We often get requests for curricula that supports the egalitarian view of women as full and equal partners in marriage and ministry Here are six studies on women in the bible that are written for a lay audience, designed for individual and/or group study, and compatible with a biblical egalitarian view. We also evaluated the quality of the discussion questions and group materials. Please share these resources with those involved in curriculum choices at your church or bible study. (Only #3 is written expressly for a female audience; the others would work with mixed-gender groups.)

1. The Day I Met Jesus: The Revealing Diaries of Five Women from the Gospels

The Day I Met Jesus

Those with a creative bent (or anyone tired of more academic studies) will enjoy this book by Frank Viola and Mary DeMuth. The authors create an imagined diary entry for each woman, then follow it up with the scripture passage and commentary. The stories include the woman caught in adultery, the prostitute who loved much, the Samaritan woman, the woman with a flow of blood, and the woman whom Jesus loved (Mary of Bethany).

You may not agree with all of the liberties taken in the diaries (for example, we take issue with the label prostitute, since the bible only tells us that the woman in Luke 7 lived a sinful life), but this is still an inspirational read and one that could be used for community outreach as well as discipleship or personal study. Excellent discussion questions are provided at the back of the book. Baker Books, 2015.

2. Bible Women: All Their Words and Why They Matter

Bible Women All Their Words

Lindsay Hardin Freeman identifies every woman (yes, EVERY WOMAN) who speaks in the Bible; their words, context, and historical background. Questions at the end of each short chapter encourage reflection about what we can learn from these women and how God speaks through them. Freeman and her research team dig beyond traditional interpretations to provide original and thoughtful insights.

Bible Women can be studied thematically or by the book of the Bible (women in Genesis, women in Exodus, etc.). The lessons run on the shorter side, so combining them in these ways is helpful in the group setting. The book is excellent as a personal daily devotional and would be a great supplement for those facilitating other studies. A great gift for any teacher or pastor! Freeman also has an excellent blog: Bible Women: Ever Upward. Forward Movement, 2014.

**WHAT IS NEEDED:**
Continue the text on Bible studies about women, picking up right after its final sentence.

(Referring expression data)
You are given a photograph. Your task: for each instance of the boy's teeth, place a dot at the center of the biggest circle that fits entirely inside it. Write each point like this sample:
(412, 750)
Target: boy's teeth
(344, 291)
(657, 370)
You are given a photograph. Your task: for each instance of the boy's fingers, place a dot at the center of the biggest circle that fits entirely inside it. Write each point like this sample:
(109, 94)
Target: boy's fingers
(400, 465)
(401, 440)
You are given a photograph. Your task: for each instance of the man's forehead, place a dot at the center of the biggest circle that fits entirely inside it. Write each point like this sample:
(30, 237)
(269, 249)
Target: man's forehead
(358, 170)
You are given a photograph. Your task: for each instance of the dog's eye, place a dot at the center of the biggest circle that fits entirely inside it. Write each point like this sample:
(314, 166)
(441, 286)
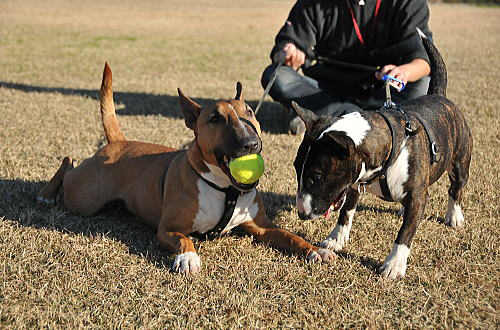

**TASK RESPONSE:**
3. Unexpected Love: God’s Heart Revealed through Jesus’ Conversations with Women

Unexpected Love

Julie Coleman walks readers through the stories of nine women who encountered Jesus in the gospels. While the stories are familiar, the thoughtful commentary, engaging questions, and journaling prompts help readers more closely understand Jesus’ heart for women.  The chapters are on the longer side (about 20 pages), making this a great choice for a book club as well as group or individual study.

The lessons include Jesus and Mary at the Wedding at Cana, Jesus and the Hemorrhaging Woman, Jesus and the Sinful Woman, Jesus and the Syrophoenician Woman, Jesus and the Adulterous Woman, Jesus and Martha, Jesus and the Samaritan Woman, Jesus and Salome, Jesus and Mary Magdalene.

This may be the study on this list that provides the most support for the egalitarian viewpoint. Coleman provides some excellent “lesson enrichment plans” on her website for those who want to go more in-depth. Thomas Nelson, 2013.

4. Named: The Women

Named 2The “Named” series helps small groups explore “how God’s story finds its place in each of us”. The DVD resource pack includes video, audio segments, and a leader’s guide. Summary from the publisher: Despite the cultural stigmas surrounding them, the women mentioned in the Bible were portrayed as wise teachers, faithful followers, loving mothers, and strong leaders. In a time when females had little value in the world, God used these individuals to protect, serve, love, and lead in ways that impacted generations to come.”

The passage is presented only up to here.